▸ PROBLEM TO SOLVE
For the entries that follow, produce an exact copy with no pictures in it.

Image-grounded pointing data:
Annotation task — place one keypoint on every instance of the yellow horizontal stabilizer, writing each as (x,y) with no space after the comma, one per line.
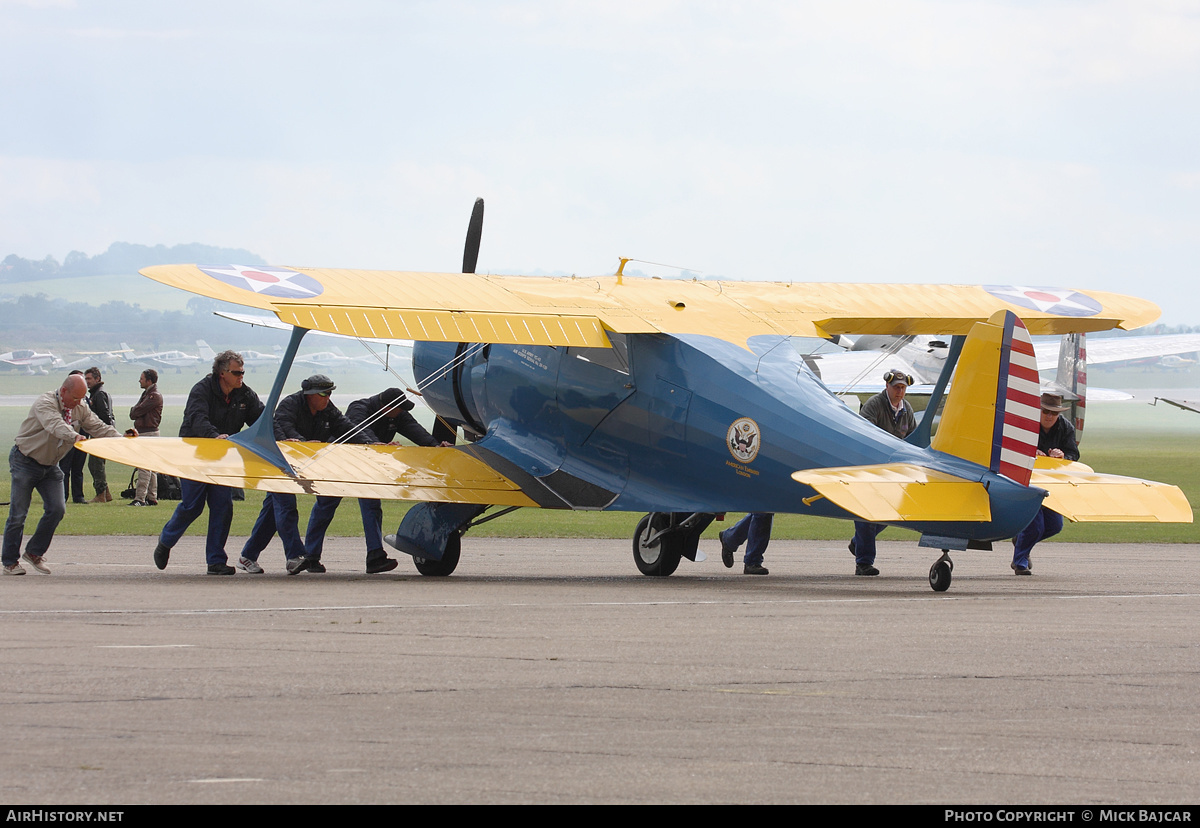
(1079,493)
(569,311)
(900,492)
(384,472)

▸ EXERCISE ANSWER
Annotation task — place one keypoint on every instance of the yellow horizontal stabilizer, writing each as (x,y) with no space after the comma, one per line.
(1079,493)
(569,311)
(900,492)
(384,472)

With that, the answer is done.